▶ _Task goal_
Please transcribe the whole cannabis drinks article below word for word. Leave out the lines that come after it.

▶ _Document segment_
Pot Shots: Cannabis Drinks Haven’t Reached the Sipping Point in B.C. Yet

Article by Guy Saddy, BC Business

Pot Shots: Cannabis drinks haven't reached the sipping point in B.C. yet Guy Saddy May 20, 2020 Shots Credit: Suharu Ogawa The beverages offer a fast-acting alternative to edibles This article was originally published in our April issue, and was written before the COVID-19 pandemic came to Canada. Happy with your chocolate CBD bar? Blissed out by your banana sundae with THC sauce?

Happy with your chocolate CBD bar? Blissed out by your banana sundae with THC sauce? Well, that’s good news! Seriously, I mean it. Ingesting cannabis, while not without potential problems, does avoid the whole smoking and vaping conundrum. For valid reasons, the act of inhaling anything understandably gives many pause. And with recent reports linking vaping of THC products to “popcorn lung,” the health risks of smoking weed, once largely dismissed as the overreaction of hysterics and ideologues, are being considered in a new, less flattering light.

For those who are concerned about smoking, ingesting cannabis is a viable alternative. But the recently approved cannabis edibles products are freighted with their own limitations. Namely, the inevitable—and, for some, untenable—wait after chewing a THC-laced gummy for that psychoactive (or therapeutic) goodness to kick in. A lot of consumers (especially those who use medical marijuana to manage pain) consider this a non-starter. However, there is one cannabis delivery system that may strike the perfect compromise: beverages.

▶ _Data extract_

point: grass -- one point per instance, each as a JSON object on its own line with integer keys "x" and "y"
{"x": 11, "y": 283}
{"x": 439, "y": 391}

▶ _Exercise answer_
Pot Shots: Cannabis Drinks Haven’t Reached the Sipping Point in B.C. Yet

Article by Guy Saddy, BC Business

Pot Shots: Cannabis drinks haven't reached the sipping point in B.C. yet Guy Saddy May 20, 2020 Shots Credit: Suharu Ogawa The beverages offer a fast-acting alternative to edibles This article was originally published in our April issue, and was written before the COVID-19 pandemic came to Canada. Happy with your chocolate CBD bar? Blissed out by your banana sundae with THC sauce?

Happy with your chocolate CBD bar? Blissed out by your banana sundae with THC sauce? Well, that’s good news! Seriously, I mean it. Ingesting cannabis, while not without potential problems, does avoid the whole smoking and vaping conundrum. For valid reasons, the act of inhaling anything understandably gives many pause. And with recent reports linking vaping of THC products to “popcorn lung,” the health risks of smoking weed, once largely dismissed as the overreaction of hysterics and ideologues, are being considered in a new, less flattering light.

For those who are concerned about smoking, ingesting cannabis is a viable alternative. But the recently approved cannabis edibles products are freighted with their own limitations. Namely, the inevitable—and, for some, untenable—wait after chewing a THC-laced gummy for that psychoactive (or therapeutic) goodness to kick in. A lot of consumers (especially those who use medical marijuana to manage pain) consider this a non-starter. However, there is one cannabis delivery system that may strike the perfect compromise: beverages.